Sunulan alıntı:
::::::::
Bekliyoruz... Ceza ne zaman kesilecek?

Ak Parti ve Saray'a para cezası kesilmeden "milletimizin" içi rahat etmeyecek. Eğer ceza kesilmezse Brezilya'dan ne farkımız var? Vak'a çokluğu ayrı, asıl benzerliğimiz vurdum duymazlık, halkımızı "insan" yerine koymamak.
Ak Parti, "millet"e değer verseydi, kongrelerini lebalep doldurmazlardı.
(Ara not: Particilik o kadar tavan yapmış ki, "halk"ı sildiler, "millet" yaptılar. Bu sıra reklamları gösterilen bir devlet bankası da "halk" için değil, "millet" için ne yaptıklarından bahsediyor. Gülünç tabiî. Sosyolojide "halk" ve "millet" farklı kavramlar. Yerine göre "millet", yerine "halk" dersiniz. Korkmayın Cumhuriyet Halk Partisi'nin propagandasını yapmazsınız! Particiliğin bu kadar gözlerini karartması normal değil. Söz açılmışken "Lebalep" üzerinde de duracağız. Bazı haberlerde "lebaleb" yazılıyor. Ama söylerken son ses ister istemez sadasızlaşıyor (ötümsüzleşiyor) p'ye dönüşüyor. Yazarken de p'li yazacağız, ses uyumunu sağlayacağız. Leb-â-leb: Farsçadır, dudak dudağa demektir. Türkçede tıkış tıkış manasına kullanılır.) 
Şu salgın günlerinde görkemli kongreleriniz size kazandırmıyor, kaybettiriyor.
::::::::
Verilen öğeler:
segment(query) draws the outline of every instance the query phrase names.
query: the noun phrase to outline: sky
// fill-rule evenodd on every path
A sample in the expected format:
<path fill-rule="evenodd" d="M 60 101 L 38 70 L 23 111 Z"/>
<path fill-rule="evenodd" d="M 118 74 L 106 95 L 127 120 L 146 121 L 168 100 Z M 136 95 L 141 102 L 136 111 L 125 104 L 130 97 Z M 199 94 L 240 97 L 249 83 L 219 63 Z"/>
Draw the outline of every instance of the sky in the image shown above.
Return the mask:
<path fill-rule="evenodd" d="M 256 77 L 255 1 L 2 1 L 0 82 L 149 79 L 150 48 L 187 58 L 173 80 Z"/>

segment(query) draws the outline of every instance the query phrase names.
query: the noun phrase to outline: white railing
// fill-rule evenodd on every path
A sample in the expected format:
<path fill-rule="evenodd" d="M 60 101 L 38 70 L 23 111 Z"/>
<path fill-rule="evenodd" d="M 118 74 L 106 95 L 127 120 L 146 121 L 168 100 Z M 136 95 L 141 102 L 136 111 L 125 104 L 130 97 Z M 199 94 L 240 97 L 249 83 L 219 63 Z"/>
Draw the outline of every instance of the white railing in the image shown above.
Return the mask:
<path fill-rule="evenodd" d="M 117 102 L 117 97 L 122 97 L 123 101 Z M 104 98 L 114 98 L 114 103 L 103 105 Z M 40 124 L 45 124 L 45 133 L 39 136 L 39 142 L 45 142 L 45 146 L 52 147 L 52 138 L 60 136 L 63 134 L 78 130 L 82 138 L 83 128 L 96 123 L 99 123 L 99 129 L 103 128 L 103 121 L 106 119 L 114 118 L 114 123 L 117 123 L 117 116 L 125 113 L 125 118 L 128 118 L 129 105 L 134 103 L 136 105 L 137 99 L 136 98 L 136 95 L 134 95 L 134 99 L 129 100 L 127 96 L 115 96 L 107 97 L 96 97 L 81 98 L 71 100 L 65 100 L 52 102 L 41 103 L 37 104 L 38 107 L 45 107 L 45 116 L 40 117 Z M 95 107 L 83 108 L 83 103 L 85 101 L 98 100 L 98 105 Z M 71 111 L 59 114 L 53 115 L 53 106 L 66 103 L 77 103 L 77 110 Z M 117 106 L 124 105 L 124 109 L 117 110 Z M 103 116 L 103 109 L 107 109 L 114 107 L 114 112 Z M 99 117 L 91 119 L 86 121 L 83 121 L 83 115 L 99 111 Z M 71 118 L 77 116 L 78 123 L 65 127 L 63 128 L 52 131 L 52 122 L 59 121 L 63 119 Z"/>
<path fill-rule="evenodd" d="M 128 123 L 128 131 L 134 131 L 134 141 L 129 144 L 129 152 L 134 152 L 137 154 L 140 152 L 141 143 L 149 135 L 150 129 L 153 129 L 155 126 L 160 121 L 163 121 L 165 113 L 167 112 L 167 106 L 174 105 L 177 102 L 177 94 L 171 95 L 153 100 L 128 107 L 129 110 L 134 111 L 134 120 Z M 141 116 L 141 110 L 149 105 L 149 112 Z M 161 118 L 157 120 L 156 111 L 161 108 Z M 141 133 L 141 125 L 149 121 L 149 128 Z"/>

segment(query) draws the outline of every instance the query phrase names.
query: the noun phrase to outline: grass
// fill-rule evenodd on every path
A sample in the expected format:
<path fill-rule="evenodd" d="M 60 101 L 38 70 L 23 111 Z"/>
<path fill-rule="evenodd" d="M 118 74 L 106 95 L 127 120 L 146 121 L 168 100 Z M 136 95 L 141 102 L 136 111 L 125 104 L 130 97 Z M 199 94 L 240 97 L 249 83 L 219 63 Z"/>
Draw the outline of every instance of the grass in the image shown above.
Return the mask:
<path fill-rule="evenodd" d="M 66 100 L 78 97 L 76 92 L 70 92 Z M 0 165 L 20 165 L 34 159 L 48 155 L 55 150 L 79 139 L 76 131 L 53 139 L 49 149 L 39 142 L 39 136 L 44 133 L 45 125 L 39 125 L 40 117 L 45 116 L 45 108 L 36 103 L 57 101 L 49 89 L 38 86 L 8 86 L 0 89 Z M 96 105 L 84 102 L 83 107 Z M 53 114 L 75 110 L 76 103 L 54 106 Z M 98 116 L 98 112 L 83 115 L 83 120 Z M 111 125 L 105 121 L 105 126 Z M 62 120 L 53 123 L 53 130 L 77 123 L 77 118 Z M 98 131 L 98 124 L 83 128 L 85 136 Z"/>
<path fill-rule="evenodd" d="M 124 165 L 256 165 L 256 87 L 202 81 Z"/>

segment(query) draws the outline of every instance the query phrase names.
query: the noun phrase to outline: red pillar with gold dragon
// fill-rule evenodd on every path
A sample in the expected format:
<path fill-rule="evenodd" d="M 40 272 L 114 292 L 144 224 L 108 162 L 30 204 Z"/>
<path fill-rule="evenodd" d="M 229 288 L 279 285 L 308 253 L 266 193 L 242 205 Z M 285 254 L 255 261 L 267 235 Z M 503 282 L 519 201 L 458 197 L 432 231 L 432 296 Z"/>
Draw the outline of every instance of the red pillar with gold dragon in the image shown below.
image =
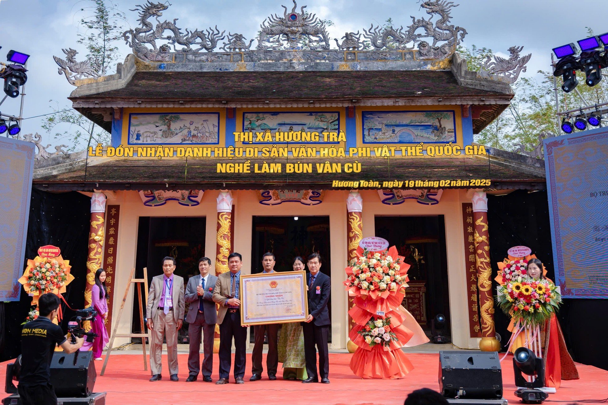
::::::::
Yapmanız gereken: Sunulan alıntıda "(Ara not: Particilik" ifadesiyle başlayan ve "tıkış manasına kullanılır.)" ifadesi de dahil olmak üzere orada biten bölümü kelimesi kelimesine aktarın.

Göreve yanıt:
(Ara not: Particilik o kadar tavan yapmış ki, "halk"ı sildiler, "millet" yaptılar. Bu sıra reklamları gösterilen bir devlet bankası da "halk" için değil, "millet" için ne yaptıklarından bahsediyor. Gülünç tabiî. Sosyolojide "halk" ve "millet" farklı kavramlar. Yerine göre "millet", yerine "halk" dersiniz. Korkmayın Cumhuriyet Halk Partisi'nin propagandasını yapmazsınız! Particiliğin bu kadar gözlerini karartması normal değil. Söz açılmışken "Lebalep" üzerinde de duracağız. Bazı haberlerde "lebaleb" yazılıyor. Ama söylerken son ses ister istemez sadasızlaşıyor (ötümsüzleşiyor) p'ye dönüşüyor. Yazarken de p'li yazacağız, ses uyumunu sağlayacağız. Leb-â-leb: Farsçadır, dudak dudağa demektir. Türkçede tıkış tıkış manasına kullanılır.)